## DATA FOR PROCESSING
________
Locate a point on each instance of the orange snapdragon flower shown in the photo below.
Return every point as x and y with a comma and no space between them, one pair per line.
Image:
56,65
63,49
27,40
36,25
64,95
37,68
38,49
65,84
________
## WHAT THE TASK ASKS
Return exactly the lines from the one containing "Return every point" to the last line of the data, and nothing more.

## REPLY
Return every point as x and y with a comma and no space between them, one pair per line.
Image:
56,65
63,49
27,40
36,25
64,95
37,68
38,49
65,84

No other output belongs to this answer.